◆ **画像ポイント注釈の記録**
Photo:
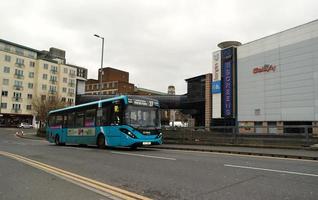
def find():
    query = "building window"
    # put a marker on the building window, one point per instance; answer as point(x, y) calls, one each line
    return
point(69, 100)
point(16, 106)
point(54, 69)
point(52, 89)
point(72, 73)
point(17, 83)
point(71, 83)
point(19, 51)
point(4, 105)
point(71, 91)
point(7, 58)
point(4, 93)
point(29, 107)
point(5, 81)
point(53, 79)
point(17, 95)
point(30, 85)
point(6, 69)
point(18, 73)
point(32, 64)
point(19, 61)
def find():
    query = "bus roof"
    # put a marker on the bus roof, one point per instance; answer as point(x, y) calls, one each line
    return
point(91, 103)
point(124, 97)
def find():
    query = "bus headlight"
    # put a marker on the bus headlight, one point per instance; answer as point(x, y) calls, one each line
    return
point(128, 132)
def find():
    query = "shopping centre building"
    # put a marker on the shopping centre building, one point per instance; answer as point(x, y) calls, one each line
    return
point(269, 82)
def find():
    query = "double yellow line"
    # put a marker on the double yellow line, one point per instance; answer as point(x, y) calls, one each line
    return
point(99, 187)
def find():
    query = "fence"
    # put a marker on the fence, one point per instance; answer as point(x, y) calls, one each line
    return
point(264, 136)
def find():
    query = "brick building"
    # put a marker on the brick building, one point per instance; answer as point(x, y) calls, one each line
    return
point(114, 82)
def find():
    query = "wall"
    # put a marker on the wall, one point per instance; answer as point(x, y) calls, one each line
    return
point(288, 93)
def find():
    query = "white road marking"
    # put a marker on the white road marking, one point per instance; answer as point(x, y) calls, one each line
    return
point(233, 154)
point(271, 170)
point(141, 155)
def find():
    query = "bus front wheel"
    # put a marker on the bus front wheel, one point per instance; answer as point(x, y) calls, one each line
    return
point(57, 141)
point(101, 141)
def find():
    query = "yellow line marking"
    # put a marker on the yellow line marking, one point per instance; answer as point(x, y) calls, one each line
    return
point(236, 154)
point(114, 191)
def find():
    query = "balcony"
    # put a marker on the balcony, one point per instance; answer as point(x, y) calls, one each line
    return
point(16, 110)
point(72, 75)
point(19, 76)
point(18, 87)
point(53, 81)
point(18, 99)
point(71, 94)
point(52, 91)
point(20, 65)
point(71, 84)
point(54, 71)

--

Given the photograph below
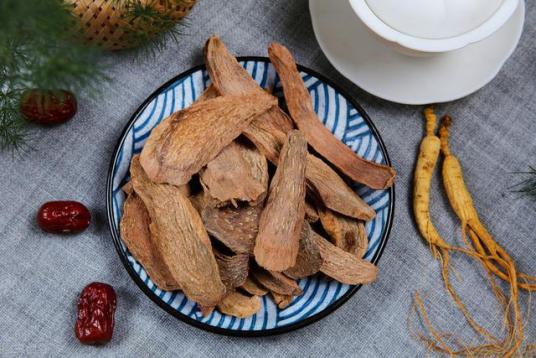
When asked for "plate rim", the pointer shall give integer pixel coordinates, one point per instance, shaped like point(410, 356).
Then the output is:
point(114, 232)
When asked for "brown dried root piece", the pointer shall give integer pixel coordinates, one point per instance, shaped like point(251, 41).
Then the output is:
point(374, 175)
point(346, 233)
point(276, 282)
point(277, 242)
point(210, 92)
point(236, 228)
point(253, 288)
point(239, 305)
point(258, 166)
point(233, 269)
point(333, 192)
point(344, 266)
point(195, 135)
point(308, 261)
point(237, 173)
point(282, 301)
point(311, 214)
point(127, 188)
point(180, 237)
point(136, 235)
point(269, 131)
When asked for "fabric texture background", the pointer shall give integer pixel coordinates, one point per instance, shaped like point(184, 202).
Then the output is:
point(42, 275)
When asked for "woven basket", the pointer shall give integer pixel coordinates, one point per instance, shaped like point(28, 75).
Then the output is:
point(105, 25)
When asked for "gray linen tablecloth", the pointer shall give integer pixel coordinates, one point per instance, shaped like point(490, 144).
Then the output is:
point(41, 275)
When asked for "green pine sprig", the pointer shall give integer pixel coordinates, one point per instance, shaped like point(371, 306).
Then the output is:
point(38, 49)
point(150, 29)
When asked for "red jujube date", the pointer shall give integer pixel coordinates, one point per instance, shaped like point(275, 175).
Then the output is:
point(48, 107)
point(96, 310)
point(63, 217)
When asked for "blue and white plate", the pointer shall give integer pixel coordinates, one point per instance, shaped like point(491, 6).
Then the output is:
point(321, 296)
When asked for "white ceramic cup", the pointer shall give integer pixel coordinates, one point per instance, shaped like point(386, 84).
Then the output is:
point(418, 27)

◆ **設問**
上の行のうち、「front」という文字列を含むものをすべて見つけ、各行を一字も変えずに書き写してください。大文字と小文字は区別されます。

◆ **解答**
    query = "bus front wheel"
    # put a marker on the bus front wheel, one point per instance; answer as point(x, y) calls, one each line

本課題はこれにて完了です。